• [GIVEN INFORMATION]
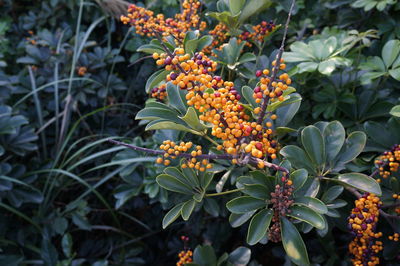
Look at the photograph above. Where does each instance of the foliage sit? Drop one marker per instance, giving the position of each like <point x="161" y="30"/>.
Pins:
<point x="73" y="78"/>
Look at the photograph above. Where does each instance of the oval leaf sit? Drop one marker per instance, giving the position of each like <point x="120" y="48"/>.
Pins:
<point x="361" y="182"/>
<point x="244" y="204"/>
<point x="293" y="243"/>
<point x="258" y="226"/>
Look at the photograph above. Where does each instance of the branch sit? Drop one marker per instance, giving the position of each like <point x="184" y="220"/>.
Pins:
<point x="276" y="67"/>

• [REQUIREMENT]
The material above is to be transcribed exactly, with all pictures omitted.

• [RESPONSE BOX]
Look at the photograph above. Where does each instance of the foliage sit? Drop one marker per instance, giving the position of each like <point x="161" y="30"/>.
Pins:
<point x="73" y="78"/>
Look at the photograph above. Where does each instance of the oval leaf sit? Drop one marker per instance, giving the position of each like <point x="120" y="48"/>.
Pins:
<point x="361" y="182"/>
<point x="244" y="204"/>
<point x="293" y="243"/>
<point x="258" y="226"/>
Look at the photograph above. Where does each instance of the branch sit? Drop one marker per instance, giving the position of each like <point x="184" y="220"/>.
Pins:
<point x="276" y="67"/>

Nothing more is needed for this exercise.